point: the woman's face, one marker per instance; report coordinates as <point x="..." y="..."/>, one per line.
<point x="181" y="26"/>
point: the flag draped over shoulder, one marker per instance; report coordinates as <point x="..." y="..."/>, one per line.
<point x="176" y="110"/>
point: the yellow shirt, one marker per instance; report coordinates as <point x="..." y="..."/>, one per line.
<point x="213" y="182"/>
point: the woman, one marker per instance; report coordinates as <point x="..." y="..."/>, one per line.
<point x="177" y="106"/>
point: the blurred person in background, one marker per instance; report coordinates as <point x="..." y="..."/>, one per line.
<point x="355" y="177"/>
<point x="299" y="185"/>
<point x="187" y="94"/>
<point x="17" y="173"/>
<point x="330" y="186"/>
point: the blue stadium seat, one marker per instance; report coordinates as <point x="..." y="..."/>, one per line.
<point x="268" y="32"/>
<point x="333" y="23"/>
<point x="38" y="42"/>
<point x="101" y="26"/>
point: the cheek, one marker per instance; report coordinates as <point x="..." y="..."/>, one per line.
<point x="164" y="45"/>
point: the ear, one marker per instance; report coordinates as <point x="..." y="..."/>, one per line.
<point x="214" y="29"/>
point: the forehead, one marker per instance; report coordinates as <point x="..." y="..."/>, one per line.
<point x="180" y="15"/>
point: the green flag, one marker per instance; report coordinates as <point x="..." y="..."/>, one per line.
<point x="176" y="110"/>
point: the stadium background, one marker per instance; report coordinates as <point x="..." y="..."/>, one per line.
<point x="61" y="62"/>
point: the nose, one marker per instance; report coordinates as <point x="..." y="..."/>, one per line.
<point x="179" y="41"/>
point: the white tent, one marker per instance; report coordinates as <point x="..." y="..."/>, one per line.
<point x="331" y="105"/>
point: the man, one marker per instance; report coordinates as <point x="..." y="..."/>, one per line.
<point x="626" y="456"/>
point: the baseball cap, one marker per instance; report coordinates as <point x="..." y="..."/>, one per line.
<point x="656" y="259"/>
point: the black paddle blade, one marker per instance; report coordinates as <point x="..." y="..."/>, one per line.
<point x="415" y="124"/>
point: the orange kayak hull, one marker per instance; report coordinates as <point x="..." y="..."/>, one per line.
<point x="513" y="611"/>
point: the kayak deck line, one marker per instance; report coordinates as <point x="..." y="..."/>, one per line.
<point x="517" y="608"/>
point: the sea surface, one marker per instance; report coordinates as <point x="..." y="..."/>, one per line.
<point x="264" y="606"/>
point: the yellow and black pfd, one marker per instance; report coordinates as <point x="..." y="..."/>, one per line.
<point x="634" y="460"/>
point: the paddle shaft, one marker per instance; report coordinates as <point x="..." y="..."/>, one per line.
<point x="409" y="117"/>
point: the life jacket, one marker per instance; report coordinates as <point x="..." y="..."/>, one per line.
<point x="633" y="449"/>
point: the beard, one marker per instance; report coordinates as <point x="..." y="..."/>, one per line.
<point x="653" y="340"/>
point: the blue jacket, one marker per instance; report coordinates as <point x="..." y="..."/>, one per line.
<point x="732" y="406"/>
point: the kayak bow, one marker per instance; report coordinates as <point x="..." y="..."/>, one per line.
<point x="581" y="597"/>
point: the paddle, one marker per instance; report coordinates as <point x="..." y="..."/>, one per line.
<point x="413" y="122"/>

* * * * * * * * *

## Task statement
Write out all the records again, swapping every "marker" for "dot" and leaving everything else unchanged.

## Final result
point: the woman's face, one dot per instance; report coordinates as <point x="..." y="..."/>, one per line.
<point x="181" y="26"/>
point: the flag draped over shoulder, one dot per instance; report coordinates as <point x="..." y="..."/>, one per line.
<point x="176" y="110"/>
point: the yellow shirt, one dot per instance; report coordinates as <point x="..." y="..."/>, one per line.
<point x="213" y="182"/>
point: the woman, one dot per instance; report coordinates as <point x="..." y="..."/>, one per line.
<point x="177" y="106"/>
point: the blurred person in background, one dot per instance; report coordinates as <point x="..." y="..."/>, one per line.
<point x="355" y="177"/>
<point x="299" y="185"/>
<point x="187" y="94"/>
<point x="17" y="173"/>
<point x="330" y="186"/>
point: the blue stadium seat, one dot per instance; report coordinates as <point x="..." y="..."/>, one per line.
<point x="268" y="32"/>
<point x="333" y="23"/>
<point x="38" y="42"/>
<point x="101" y="26"/>
point: the cheek, one dot per instance; report coordinates as <point x="..." y="..."/>, one per line.
<point x="164" y="45"/>
point: the ear, one dot per instance; report coordinates as <point x="..." y="..."/>, one per line.
<point x="214" y="29"/>
point: the forehead, one dot per instance; report coordinates as <point x="..." y="..."/>, one per line.
<point x="180" y="15"/>
point: the green flag, one dot per instance; report coordinates as <point x="..." y="..."/>, one per line.
<point x="176" y="110"/>
point: the stadium background, one dot per instance; report coordinates as <point x="..." y="..."/>, one per line.
<point x="61" y="62"/>
point: the nose, one dot per instance; report coordinates as <point x="..." y="..."/>, one per line.
<point x="179" y="41"/>
point: the white tent, one dot per instance; report coordinates as <point x="..." y="..."/>, one per line.
<point x="331" y="105"/>
point: the man, one dot per instance; report coordinates as <point x="..." y="..."/>, one per line.
<point x="626" y="456"/>
point: the baseball cap, one dot per instance; report coordinates as <point x="..." y="..."/>, one per line.
<point x="656" y="259"/>
point: the black paddle blade, one dot per instance; report coordinates as <point x="..." y="..."/>, one per line.
<point x="415" y="124"/>
point: the orange kayak hull, one dot per instance; report coordinates as <point x="..." y="..."/>, one per line.
<point x="513" y="611"/>
point: the kayak deck line, one dot per instance; report coordinates as <point x="..." y="..."/>, one per line.
<point x="517" y="608"/>
point: the sea surface, one dot per instance; report coordinates as <point x="..." y="..."/>, one per line.
<point x="264" y="606"/>
point: the yellow and black pfd, one dot per instance; report coordinates as <point x="..." y="..."/>, one per line.
<point x="634" y="460"/>
point: the paddle shaft, one dot per instance; report coordinates as <point x="..." y="..."/>, one per line.
<point x="409" y="117"/>
point: the life jacket, one dot per instance; report coordinates as <point x="..." y="..."/>, one per line.
<point x="633" y="449"/>
point: the beard, one dot per instance; report coordinates as <point x="..." y="..."/>, one per line.
<point x="653" y="340"/>
point: the blue jacket, one dot per instance; report coordinates as <point x="..." y="..."/>, one per line.
<point x="732" y="406"/>
point: the kayak bow, one dot per instance; report coordinates as <point x="..." y="..."/>, one per line.
<point x="581" y="597"/>
point: the paddle, one dot per instance; report coordinates as <point x="..." y="..."/>, one per line.
<point x="413" y="122"/>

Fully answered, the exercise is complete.